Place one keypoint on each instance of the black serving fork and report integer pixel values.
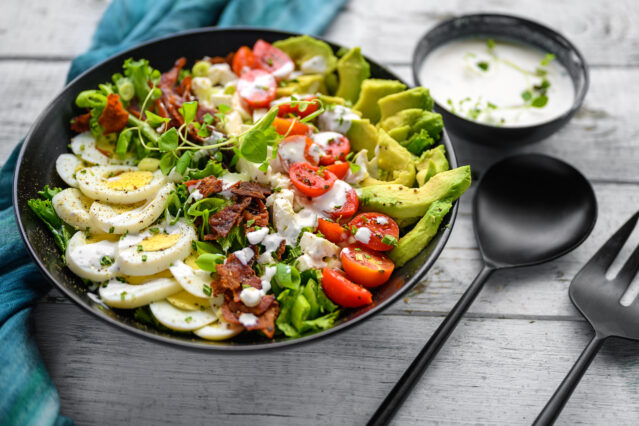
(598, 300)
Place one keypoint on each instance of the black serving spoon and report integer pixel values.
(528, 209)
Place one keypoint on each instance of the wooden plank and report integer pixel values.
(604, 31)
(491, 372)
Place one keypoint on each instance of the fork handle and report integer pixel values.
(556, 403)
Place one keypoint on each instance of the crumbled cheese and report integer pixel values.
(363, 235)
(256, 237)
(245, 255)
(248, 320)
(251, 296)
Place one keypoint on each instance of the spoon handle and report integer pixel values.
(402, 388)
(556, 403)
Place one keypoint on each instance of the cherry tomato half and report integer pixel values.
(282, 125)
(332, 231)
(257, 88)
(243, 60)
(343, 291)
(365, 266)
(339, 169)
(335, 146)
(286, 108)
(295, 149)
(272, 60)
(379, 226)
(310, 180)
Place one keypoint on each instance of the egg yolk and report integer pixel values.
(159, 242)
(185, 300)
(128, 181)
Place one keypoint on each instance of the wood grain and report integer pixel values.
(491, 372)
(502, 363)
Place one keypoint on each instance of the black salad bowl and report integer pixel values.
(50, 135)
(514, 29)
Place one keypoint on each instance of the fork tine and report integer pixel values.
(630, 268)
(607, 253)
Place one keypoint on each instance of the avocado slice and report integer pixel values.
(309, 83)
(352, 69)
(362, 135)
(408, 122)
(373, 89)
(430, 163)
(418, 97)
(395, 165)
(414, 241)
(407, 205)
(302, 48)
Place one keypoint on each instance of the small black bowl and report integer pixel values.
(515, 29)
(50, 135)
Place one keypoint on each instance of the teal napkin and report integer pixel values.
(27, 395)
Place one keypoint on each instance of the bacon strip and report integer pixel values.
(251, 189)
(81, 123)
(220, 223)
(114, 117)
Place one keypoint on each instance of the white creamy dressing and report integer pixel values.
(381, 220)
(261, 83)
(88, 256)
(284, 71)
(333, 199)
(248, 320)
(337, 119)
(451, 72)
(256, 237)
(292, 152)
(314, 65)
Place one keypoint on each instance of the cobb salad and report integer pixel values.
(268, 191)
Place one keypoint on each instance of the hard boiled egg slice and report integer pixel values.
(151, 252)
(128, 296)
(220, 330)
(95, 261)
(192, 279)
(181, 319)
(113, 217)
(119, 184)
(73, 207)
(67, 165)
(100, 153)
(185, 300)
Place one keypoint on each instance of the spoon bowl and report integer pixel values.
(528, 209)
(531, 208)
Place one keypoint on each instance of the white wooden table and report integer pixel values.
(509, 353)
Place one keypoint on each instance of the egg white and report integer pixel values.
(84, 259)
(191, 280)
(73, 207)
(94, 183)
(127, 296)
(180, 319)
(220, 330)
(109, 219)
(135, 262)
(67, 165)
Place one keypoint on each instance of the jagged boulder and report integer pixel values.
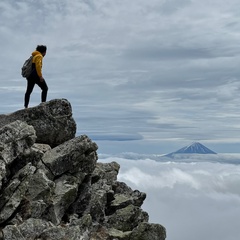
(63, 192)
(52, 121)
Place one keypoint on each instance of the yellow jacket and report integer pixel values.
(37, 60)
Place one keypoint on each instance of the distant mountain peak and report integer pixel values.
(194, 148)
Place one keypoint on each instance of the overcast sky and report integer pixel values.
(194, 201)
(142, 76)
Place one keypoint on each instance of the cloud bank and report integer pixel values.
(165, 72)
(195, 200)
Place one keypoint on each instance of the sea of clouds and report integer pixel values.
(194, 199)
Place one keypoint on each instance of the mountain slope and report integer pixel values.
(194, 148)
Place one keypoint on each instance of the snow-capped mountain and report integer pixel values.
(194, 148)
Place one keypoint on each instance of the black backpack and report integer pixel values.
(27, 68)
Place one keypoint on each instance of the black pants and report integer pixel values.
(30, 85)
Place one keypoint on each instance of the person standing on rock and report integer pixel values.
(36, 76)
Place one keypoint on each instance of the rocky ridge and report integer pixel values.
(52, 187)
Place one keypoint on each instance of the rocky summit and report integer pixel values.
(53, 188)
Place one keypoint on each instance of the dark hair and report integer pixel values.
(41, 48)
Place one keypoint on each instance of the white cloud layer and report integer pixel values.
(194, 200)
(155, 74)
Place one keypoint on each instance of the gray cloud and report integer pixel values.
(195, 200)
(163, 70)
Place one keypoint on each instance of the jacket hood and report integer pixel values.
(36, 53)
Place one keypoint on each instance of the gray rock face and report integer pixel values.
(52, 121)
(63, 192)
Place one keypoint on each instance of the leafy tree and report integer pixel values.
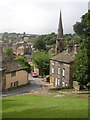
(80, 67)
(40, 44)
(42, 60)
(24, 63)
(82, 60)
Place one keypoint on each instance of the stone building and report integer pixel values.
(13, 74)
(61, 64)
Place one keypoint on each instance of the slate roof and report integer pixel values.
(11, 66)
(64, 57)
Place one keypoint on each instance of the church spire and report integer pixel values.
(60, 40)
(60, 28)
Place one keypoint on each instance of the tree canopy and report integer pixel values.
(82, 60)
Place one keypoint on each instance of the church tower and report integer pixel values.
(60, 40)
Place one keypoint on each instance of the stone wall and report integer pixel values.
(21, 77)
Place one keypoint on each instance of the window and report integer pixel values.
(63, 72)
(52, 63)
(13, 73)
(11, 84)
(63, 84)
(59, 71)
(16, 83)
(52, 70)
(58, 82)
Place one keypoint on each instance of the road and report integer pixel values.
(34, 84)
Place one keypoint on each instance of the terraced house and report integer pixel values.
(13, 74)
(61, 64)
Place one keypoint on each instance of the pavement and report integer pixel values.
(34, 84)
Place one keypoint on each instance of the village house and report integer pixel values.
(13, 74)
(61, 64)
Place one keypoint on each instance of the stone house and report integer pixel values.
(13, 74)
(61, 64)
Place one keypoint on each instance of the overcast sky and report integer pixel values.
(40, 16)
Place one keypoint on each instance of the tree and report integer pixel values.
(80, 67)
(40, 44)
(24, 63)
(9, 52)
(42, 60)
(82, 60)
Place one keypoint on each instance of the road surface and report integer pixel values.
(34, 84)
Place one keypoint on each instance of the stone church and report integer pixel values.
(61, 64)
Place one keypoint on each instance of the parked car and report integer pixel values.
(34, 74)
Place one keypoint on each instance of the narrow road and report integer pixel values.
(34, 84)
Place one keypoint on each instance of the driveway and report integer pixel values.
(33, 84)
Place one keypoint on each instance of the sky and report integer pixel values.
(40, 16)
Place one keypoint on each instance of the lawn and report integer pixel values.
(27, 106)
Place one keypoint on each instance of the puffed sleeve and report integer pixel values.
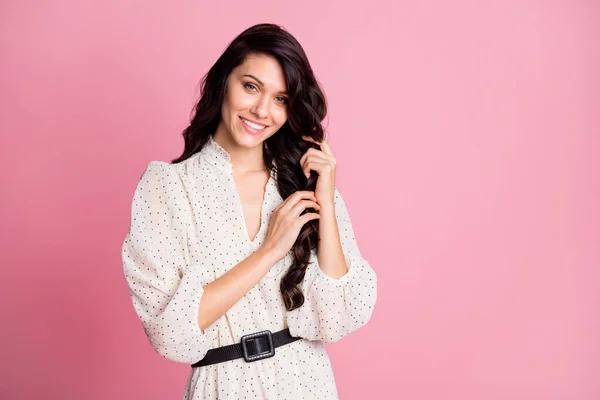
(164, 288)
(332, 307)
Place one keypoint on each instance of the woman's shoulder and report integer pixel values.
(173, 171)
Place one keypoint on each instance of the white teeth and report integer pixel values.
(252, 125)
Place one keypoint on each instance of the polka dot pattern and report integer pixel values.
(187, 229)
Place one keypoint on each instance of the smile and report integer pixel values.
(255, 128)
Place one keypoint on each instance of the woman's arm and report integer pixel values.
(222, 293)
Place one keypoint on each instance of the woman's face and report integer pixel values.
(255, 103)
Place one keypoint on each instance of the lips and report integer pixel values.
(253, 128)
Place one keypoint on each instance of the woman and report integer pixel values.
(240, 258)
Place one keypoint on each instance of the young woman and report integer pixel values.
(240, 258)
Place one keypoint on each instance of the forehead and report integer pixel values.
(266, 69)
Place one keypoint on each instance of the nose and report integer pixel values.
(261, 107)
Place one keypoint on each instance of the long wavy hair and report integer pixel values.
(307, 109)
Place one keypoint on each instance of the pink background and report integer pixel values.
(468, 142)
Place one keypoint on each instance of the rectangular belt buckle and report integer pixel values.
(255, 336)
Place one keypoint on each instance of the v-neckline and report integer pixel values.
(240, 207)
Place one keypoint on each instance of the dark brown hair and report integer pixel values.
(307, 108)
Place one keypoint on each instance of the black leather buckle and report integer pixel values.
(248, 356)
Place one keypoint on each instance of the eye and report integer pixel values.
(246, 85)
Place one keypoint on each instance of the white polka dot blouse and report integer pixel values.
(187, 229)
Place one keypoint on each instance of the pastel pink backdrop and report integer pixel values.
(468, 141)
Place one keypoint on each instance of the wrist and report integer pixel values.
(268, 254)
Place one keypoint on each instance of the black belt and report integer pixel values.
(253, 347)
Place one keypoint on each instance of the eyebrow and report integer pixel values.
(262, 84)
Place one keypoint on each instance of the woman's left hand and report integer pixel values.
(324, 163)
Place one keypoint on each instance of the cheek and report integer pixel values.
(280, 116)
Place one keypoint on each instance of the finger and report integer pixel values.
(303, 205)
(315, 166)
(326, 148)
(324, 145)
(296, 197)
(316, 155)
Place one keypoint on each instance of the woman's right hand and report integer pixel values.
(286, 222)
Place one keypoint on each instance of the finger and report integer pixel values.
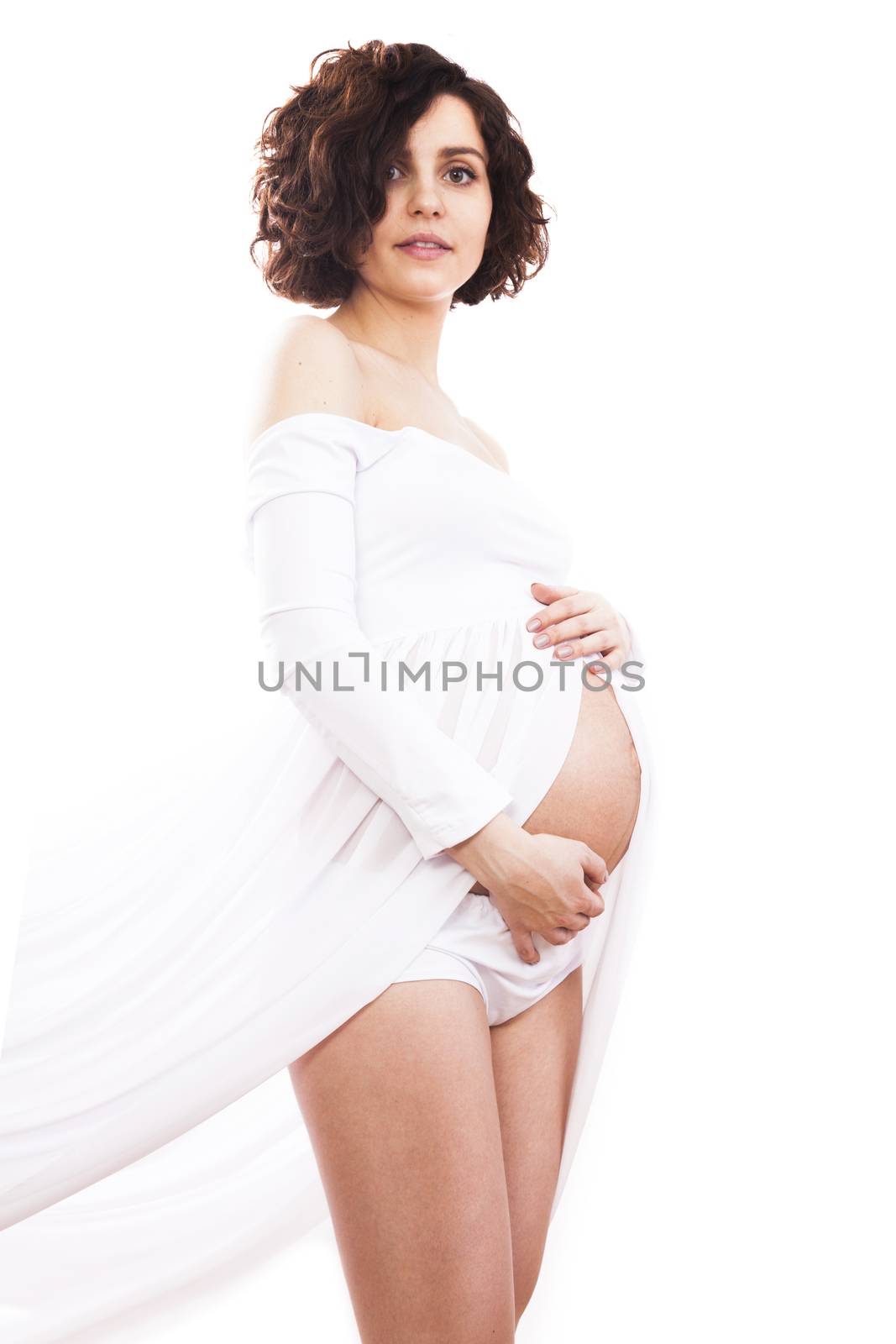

--

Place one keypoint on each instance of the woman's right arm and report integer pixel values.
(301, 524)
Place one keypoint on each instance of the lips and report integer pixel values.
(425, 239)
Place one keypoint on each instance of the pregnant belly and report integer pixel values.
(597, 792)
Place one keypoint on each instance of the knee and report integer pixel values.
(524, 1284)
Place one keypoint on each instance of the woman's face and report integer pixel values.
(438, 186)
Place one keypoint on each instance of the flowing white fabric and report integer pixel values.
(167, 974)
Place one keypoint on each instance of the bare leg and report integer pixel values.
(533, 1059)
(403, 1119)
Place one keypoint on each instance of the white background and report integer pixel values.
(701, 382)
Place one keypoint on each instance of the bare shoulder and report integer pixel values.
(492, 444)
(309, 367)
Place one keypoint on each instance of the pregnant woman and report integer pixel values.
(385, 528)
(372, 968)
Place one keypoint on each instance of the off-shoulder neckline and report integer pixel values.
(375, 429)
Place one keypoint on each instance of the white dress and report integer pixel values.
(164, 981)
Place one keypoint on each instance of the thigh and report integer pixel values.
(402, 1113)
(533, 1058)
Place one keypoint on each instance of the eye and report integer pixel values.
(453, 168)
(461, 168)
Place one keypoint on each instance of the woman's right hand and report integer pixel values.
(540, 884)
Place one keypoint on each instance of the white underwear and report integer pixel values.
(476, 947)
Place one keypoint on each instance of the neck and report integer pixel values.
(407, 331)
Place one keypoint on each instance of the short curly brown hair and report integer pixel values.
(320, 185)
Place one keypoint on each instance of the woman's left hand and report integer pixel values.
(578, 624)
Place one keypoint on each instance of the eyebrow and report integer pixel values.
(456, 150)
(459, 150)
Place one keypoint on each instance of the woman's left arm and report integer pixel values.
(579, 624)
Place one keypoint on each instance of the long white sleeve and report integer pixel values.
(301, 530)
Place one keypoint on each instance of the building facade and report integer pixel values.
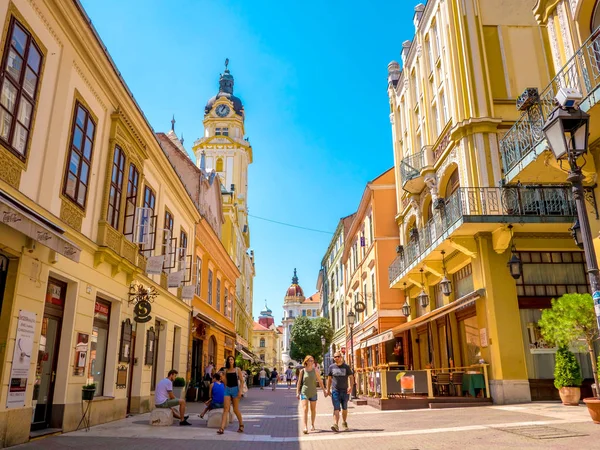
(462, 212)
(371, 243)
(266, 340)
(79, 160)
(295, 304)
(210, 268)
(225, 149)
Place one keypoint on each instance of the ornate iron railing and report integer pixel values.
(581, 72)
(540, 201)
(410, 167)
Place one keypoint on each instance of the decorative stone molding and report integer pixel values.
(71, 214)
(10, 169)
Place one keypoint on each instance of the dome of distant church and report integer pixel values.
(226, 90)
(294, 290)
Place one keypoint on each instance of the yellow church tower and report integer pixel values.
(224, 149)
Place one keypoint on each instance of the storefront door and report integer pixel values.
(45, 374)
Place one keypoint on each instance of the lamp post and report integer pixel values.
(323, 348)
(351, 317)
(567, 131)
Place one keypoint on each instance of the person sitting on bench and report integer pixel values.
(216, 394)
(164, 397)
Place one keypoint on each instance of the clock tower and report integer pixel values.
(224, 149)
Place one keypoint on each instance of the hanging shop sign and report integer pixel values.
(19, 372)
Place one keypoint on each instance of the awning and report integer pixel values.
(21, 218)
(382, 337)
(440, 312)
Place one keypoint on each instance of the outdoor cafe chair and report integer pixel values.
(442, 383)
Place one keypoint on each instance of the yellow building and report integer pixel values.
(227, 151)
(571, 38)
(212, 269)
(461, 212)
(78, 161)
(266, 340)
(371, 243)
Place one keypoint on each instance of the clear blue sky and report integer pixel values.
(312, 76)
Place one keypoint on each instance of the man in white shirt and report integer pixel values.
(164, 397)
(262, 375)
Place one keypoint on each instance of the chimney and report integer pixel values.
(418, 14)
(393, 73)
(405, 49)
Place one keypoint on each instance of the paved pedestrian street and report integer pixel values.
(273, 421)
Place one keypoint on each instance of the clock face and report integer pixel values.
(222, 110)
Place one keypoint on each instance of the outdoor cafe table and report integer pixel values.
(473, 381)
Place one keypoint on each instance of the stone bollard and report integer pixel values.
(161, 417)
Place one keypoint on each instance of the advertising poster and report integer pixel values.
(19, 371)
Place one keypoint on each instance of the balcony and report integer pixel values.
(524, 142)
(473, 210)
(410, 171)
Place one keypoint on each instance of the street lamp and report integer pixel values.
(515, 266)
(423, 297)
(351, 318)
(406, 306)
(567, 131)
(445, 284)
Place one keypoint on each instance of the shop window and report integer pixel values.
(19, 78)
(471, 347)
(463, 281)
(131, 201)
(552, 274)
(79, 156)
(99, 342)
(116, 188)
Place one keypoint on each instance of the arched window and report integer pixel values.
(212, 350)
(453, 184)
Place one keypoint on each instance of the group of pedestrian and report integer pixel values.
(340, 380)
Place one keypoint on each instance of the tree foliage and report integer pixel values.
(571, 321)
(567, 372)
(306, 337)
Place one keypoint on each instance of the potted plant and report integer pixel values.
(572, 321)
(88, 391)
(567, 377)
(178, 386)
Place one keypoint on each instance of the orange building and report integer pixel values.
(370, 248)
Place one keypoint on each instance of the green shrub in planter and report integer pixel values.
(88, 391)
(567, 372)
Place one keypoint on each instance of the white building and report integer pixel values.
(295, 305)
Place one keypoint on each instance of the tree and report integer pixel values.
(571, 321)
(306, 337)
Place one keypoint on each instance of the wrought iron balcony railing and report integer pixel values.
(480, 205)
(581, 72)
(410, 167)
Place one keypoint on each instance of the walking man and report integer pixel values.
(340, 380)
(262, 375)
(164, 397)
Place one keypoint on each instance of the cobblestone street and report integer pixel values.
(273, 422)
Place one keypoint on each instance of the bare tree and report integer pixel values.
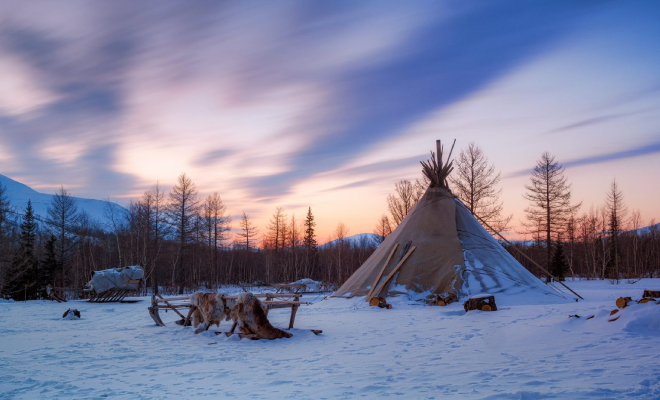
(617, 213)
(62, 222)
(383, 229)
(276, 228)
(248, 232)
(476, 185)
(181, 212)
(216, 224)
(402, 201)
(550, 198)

• [EXERCISE PROMPT]: Count the lines in the records above that contain the string "fork", treating uppercase and lowercase as different. Give only the number.

• [RESULT FOR THIS TASK]: 3